Look for "marking" in every line of the listing. Copy the lines that have it.

= Data listing =
=== Section Start ===

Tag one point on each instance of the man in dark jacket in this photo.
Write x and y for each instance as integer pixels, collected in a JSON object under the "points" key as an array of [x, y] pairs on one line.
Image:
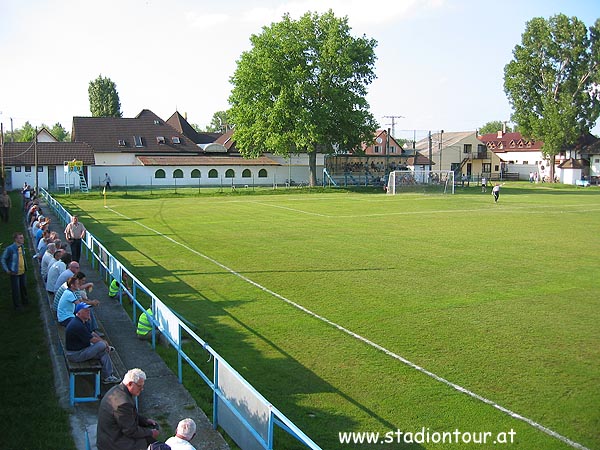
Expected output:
{"points": [[14, 264], [120, 427]]}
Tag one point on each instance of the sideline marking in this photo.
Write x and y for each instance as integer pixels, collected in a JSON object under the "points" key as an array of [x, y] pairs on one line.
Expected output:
{"points": [[424, 371], [514, 209]]}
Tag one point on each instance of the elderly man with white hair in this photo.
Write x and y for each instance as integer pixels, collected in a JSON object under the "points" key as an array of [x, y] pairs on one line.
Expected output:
{"points": [[186, 430], [120, 426]]}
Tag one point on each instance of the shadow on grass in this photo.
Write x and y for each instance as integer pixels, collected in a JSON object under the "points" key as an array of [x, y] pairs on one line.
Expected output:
{"points": [[281, 380]]}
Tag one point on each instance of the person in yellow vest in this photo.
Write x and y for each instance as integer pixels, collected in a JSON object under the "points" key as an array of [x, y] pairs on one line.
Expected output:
{"points": [[13, 263], [144, 329], [113, 288]]}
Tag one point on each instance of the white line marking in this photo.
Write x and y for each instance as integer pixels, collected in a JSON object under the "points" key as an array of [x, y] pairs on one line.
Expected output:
{"points": [[513, 209], [367, 341]]}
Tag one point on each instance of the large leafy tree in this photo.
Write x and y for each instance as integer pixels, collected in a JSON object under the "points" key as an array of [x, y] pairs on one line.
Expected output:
{"points": [[59, 132], [302, 87], [104, 98], [551, 80]]}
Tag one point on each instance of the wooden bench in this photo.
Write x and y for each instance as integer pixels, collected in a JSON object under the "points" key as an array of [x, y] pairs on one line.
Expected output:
{"points": [[88, 368]]}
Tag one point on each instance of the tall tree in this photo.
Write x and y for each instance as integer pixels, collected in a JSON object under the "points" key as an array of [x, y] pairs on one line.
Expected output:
{"points": [[302, 87], [59, 132], [104, 98], [494, 126], [25, 134], [550, 82]]}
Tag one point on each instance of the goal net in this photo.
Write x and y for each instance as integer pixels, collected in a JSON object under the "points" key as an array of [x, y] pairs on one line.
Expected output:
{"points": [[421, 181]]}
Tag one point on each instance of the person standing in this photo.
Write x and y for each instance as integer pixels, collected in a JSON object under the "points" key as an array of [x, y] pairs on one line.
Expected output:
{"points": [[14, 264], [75, 232], [496, 192], [5, 205], [186, 430], [106, 182], [120, 426]]}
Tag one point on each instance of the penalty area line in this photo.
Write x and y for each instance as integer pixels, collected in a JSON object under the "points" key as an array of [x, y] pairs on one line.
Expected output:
{"points": [[363, 339]]}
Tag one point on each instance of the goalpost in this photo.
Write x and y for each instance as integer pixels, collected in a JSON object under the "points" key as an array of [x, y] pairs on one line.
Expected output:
{"points": [[422, 181]]}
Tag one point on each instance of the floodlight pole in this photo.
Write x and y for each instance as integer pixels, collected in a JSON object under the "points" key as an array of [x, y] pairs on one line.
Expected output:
{"points": [[441, 145]]}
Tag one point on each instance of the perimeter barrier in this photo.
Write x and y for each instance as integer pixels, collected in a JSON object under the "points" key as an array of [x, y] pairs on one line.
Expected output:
{"points": [[245, 415]]}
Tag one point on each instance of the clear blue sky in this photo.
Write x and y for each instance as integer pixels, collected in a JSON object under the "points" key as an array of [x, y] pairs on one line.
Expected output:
{"points": [[440, 62]]}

=== Section End ===

= Output for this exercise =
Tag one point on each instance of the sideline marking in this photo.
Tag one point on each instance of the white line marking in this photo.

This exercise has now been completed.